Document section:
++++++++

Ross leaped to his feet. “I move the prisoner be brought up for sentencing!”
“Motion granted.”
From the judge’s tone it was clear that Lino’s sentencing was inevitable, and in a matter of moments the prisoner was led into the courtroom. Briefly, he spoke to his lawyers, handed them the letter he had written, then took his place in the dock.
“Mr. Espos y Mina,” Judge Fox demanded, casting a grim look at him, “do you have anything to say as to why the sentence of death should not be passed on you?” Lino was silent and from down in the well of the courtroom, McDowell answered for him. “The prisoner has drawn up a paper. We think it best if we read his words.”
“Permission granted.”
“My name is Carolino,” McDowell began to read. “I was baptized in the Roman Catholic Church.”
Fox leaned back, his expression inscrutable, and McDowell read on. “I have in the island of Cuba, a daughter four years old.”
Judge Fox was a stern man, but he had no fondness for sending another man to his death, especially the father of a four-year-old. He started to look agitated.
“It is necessary before I die,” McDowell continued, “that I should execute some legal papers, in order to secure some property to my daughter.”

++++++++

[Point-per-instance localization data]

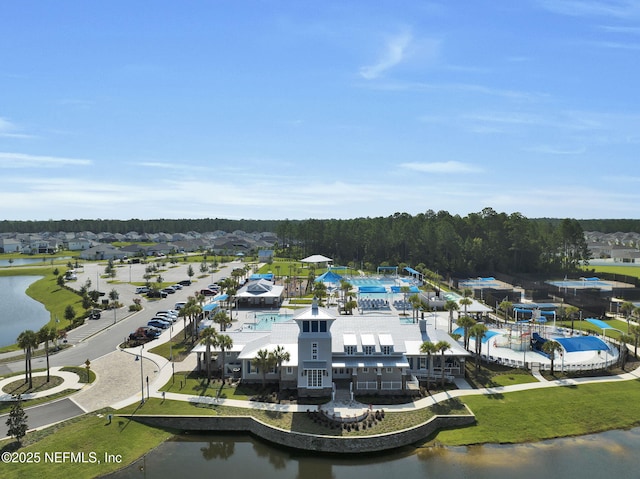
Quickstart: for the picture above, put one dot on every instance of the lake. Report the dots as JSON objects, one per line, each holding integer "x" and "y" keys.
{"x": 610, "y": 454}
{"x": 18, "y": 311}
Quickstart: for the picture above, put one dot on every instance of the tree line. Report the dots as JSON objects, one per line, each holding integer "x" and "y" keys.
{"x": 479, "y": 243}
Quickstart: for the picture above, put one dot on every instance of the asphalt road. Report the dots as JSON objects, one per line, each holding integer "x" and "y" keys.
{"x": 45, "y": 414}
{"x": 99, "y": 337}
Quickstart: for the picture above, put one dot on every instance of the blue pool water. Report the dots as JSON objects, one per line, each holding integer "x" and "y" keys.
{"x": 264, "y": 321}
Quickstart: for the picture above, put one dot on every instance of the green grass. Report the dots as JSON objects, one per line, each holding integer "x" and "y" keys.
{"x": 622, "y": 270}
{"x": 494, "y": 375}
{"x": 91, "y": 433}
{"x": 46, "y": 291}
{"x": 299, "y": 422}
{"x": 190, "y": 383}
{"x": 548, "y": 413}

++++++++

Task objective: Rewrite everything in the courtroom passage from "Ross leaped to" down to "in the dock.", changing "prisoner" to "defendant".

Solved exercise:
Ross leaped to his feet. “I move the defendant be brought up for sentencing!”
“Motion granted.”
From the judge’s tone it was clear that Lino’s sentencing was inevitable, and in a matter of moments the defendant was led into the courtroom. Briefly, he spoke to his lawyers, handed them the letter he had written, then took his place in the dock.